* **Short task**
Can you recast every line of the listing below as a Markdown table, using a "Row" column for the row number and a "Line" column for the line itself, with blank lines left out?

* **Material for this task**
::::

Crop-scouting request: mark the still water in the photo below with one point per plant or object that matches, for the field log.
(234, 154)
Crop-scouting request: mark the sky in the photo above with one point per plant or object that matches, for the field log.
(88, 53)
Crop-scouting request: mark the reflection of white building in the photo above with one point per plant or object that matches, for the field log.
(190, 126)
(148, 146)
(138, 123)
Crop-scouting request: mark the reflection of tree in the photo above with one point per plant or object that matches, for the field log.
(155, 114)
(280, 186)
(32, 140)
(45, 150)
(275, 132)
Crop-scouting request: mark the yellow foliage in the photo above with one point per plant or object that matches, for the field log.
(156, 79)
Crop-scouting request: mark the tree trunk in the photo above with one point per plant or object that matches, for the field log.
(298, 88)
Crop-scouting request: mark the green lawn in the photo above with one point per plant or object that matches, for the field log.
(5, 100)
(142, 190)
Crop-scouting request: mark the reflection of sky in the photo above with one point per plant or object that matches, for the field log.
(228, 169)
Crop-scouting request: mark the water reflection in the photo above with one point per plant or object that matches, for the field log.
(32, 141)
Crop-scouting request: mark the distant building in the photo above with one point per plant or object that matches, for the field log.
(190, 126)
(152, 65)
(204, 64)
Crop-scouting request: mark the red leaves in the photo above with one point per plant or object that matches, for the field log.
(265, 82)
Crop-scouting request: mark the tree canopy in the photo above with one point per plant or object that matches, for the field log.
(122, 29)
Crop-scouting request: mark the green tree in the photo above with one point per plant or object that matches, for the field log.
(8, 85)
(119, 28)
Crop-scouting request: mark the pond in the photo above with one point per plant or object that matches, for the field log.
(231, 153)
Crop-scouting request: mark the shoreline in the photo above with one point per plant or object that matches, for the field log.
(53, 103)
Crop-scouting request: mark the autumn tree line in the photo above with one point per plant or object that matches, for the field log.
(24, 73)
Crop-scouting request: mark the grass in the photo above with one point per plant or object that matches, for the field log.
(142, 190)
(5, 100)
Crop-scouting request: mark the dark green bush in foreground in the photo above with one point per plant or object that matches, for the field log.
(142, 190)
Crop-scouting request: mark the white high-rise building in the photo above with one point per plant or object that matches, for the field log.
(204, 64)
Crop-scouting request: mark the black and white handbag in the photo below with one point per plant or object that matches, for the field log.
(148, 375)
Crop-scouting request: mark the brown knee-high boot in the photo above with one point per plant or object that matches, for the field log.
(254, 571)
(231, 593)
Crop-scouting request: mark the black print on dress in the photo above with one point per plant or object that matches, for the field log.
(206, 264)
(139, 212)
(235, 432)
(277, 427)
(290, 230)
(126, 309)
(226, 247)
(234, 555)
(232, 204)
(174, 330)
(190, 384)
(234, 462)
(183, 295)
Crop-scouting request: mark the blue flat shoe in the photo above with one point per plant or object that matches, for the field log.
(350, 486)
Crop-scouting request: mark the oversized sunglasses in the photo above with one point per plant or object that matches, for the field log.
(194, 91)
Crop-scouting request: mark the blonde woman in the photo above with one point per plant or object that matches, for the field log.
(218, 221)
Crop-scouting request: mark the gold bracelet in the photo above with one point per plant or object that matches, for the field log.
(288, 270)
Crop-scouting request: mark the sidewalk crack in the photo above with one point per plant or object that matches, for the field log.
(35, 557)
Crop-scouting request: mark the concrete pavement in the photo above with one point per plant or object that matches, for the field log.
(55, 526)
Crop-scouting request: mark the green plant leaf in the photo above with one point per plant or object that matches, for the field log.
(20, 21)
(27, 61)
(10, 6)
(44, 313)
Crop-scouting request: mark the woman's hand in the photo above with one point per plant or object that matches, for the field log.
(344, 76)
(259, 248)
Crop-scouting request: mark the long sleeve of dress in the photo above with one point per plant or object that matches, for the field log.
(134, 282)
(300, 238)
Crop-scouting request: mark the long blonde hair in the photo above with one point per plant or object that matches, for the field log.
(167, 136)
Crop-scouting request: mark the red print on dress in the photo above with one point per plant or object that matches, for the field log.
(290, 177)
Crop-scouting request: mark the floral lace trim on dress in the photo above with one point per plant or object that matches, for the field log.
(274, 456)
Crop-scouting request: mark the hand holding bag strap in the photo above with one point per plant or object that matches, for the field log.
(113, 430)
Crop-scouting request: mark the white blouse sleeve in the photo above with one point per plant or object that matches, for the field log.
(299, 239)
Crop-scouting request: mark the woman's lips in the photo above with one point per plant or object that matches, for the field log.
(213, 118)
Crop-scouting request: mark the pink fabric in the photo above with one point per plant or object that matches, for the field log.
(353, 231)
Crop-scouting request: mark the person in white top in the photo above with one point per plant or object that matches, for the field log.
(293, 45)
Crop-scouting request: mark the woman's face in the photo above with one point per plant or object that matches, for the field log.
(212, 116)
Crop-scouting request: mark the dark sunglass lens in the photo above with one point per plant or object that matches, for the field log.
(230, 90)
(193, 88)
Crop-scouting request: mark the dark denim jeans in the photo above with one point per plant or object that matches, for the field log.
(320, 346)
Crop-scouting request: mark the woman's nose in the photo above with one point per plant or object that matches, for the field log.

::::

* **The answer**
| Row | Line |
|---|---|
| 1 | Crop-scouting request: mark the still water in the photo below with one point per plant or object that matches, for the field log. |
| 2 | (234, 154) |
| 3 | Crop-scouting request: mark the sky in the photo above with one point per plant or object that matches, for the field log. |
| 4 | (88, 53) |
| 5 | Crop-scouting request: mark the reflection of white building in the photo above with one point per plant or object that matches, for the field log. |
| 6 | (190, 126) |
| 7 | (148, 146) |
| 8 | (138, 123) |
| 9 | Crop-scouting request: mark the reflection of tree in the photo above with one point per plant or object that matches, for the field log. |
| 10 | (155, 114) |
| 11 | (280, 186) |
| 12 | (32, 140) |
| 13 | (45, 150) |
| 14 | (275, 132) |
| 15 | Crop-scouting request: mark the yellow foliage in the photo above with one point per plant or object that matches, for the field log. |
| 16 | (156, 79) |
| 17 | Crop-scouting request: mark the tree trunk in the photo above with one point per plant or object that matches, for the field log. |
| 18 | (298, 88) |
| 19 | Crop-scouting request: mark the green lawn in the photo above with one point per plant or object that matches, for the field log. |
| 20 | (5, 100) |
| 21 | (142, 190) |
| 22 | Crop-scouting request: mark the reflection of sky in the photo above with one point per plant or object that matches, for the field log. |
| 23 | (228, 169) |
| 24 | Crop-scouting request: mark the water reflection in the photo above with one point per plant or object that matches, for the field log. |
| 25 | (32, 141) |
| 26 | Crop-scouting request: mark the distant building in the photo above with one point per plant or object that matches, for the field log. |
| 27 | (190, 126) |
| 28 | (152, 65) |
| 29 | (204, 64) |
| 30 | Crop-scouting request: mark the red leaves in the photo above with one point per plant or object that matches, for the field log. |
| 31 | (265, 82) |
| 32 | Crop-scouting request: mark the tree canopy in the photo above with one point per plant or object that matches, for the field log. |
| 33 | (122, 29) |
| 34 | Crop-scouting request: mark the green tree in the photo above with one point per plant or object that matches, for the field log. |
| 35 | (8, 85) |
| 36 | (119, 28) |
| 37 | Crop-scouting request: mark the pond in the photo above with one point per plant or object that matches, for the field log. |
| 38 | (231, 153) |
| 39 | Crop-scouting request: mark the shoreline in the photo above with one point per plant or object that matches, for the field log. |
| 40 | (53, 103) |
| 41 | Crop-scouting request: mark the autumn tree line in the photo above with one point per plant or object that matches, for the field log. |
| 42 | (24, 73) |
| 43 | Crop-scouting request: mark the grass in the photo above with one point per plant or object that matches, for the field log. |
| 44 | (142, 190) |
| 45 | (5, 100) |
| 46 | Crop-scouting request: mark the dark green bush in foreground in the photo above with one point per plant or object that matches, for the field log. |
| 47 | (142, 190) |
| 48 | Crop-scouting request: mark the white high-rise building in the photo above with one point per plant or object that matches, for the field log. |
| 49 | (204, 64) |
| 50 | Crop-scouting request: mark the black and white handbag in the photo below with one point per plant or object that matches, for the field log. |
| 51 | (148, 375) |
| 52 | Crop-scouting request: mark the brown knee-high boot in the photo above with one point per plant or object that matches, for the field log. |
| 53 | (254, 571) |
| 54 | (231, 593) |
| 55 | Crop-scouting request: mark the black print on dress in the photo above with one point per plant or object that matches, for the field log. |
| 56 | (206, 264) |
| 57 | (139, 212) |
| 58 | (235, 432) |
| 59 | (277, 427) |
| 60 | (290, 230) |
| 61 | (126, 309) |
| 62 | (226, 247) |
| 63 | (234, 555) |
| 64 | (232, 204) |
| 65 | (174, 330) |
| 66 | (190, 384) |
| 67 | (234, 462) |
| 68 | (183, 295) |
| 69 | Crop-scouting request: mark the blue flat shoe in the photo above with one point per plant or object that matches, for the field log. |
| 70 | (350, 486) |
| 71 | Crop-scouting request: mark the oversized sunglasses in the photo above with one point per plant or object that matches, for the field log. |
| 72 | (194, 91) |
| 73 | Crop-scouting request: mark the blonde woman in the photo above with one point per plant or object that matches, for the field log. |
| 74 | (218, 221) |
| 75 | Crop-scouting request: mark the gold bracelet in the photo above with one point per plant or object that matches, for the field log. |
| 76 | (288, 270) |
| 77 | Crop-scouting request: mark the sidewalk crack in the photo above with one point per plant or object that matches, for the field log. |
| 78 | (35, 557) |
| 79 | Crop-scouting request: mark the concrete pavement in the photo above with one point per plant or object that matches, for the field log. |
| 80 | (55, 526) |
| 81 | Crop-scouting request: mark the green plant leaf in the photo above with one point per plant or object that matches, for the field log. |
| 82 | (20, 21) |
| 83 | (27, 61) |
| 84 | (10, 6) |
| 85 | (44, 313) |
| 86 | Crop-scouting request: mark the woman's hand in the photo above with one point per plant or object that matches, for the field log. |
| 87 | (344, 76) |
| 88 | (259, 248) |
| 89 | Crop-scouting request: mark the long sleeve of dress in the photo above with one point per plant or object that matches, for the field log. |
| 90 | (134, 282) |
| 91 | (300, 238) |
| 92 | Crop-scouting request: mark the long blonde hair in the photo above with one point per plant or object that matches, for the field log. |
| 93 | (167, 136) |
| 94 | Crop-scouting request: mark the red print on dress in the photo above with one point per plant or object that matches, for the field log. |
| 95 | (290, 177) |
| 96 | Crop-scouting request: mark the floral lace trim on dress in the photo above with one point per plant or object that matches, for the field log. |
| 97 | (274, 456) |
| 98 | Crop-scouting request: mark the hand holding bag strap in the photo above with one point per plant or object that matches, for the field log. |
| 99 | (113, 430) |
| 100 | Crop-scouting request: mark the white blouse sleeve in the photo above with one point per plant or object that matches, for the field log. |
| 101 | (299, 239) |
| 102 | Crop-scouting request: mark the woman's lips in the photo above with one point per plant or object that matches, for the field log. |
| 103 | (213, 118) |
| 104 | Crop-scouting request: mark the pink fabric in the photo above with one point per plant or object that matches, for the field log. |
| 105 | (353, 231) |
| 106 | Crop-scouting request: mark the person in white top in the photo above with one point per plant or object that matches, for the field log. |
| 107 | (293, 45) |
| 108 | Crop-scouting request: mark the woman's face in the photo above with one point per plant or object that matches, for the field log. |
| 109 | (212, 116) |
| 110 | Crop-scouting request: mark the dark sunglass lens in the photo above with one point per plant or object that matches, for the field log. |
| 111 | (230, 90) |
| 112 | (193, 88) |
| 113 | Crop-scouting request: mark the dark denim jeans in the photo above with one point per plant or object that matches, for the field log. |
| 114 | (320, 346) |
| 115 | Crop-scouting request: mark the woman's nose in the photo above with one point per plant or object that matches, for the field log. |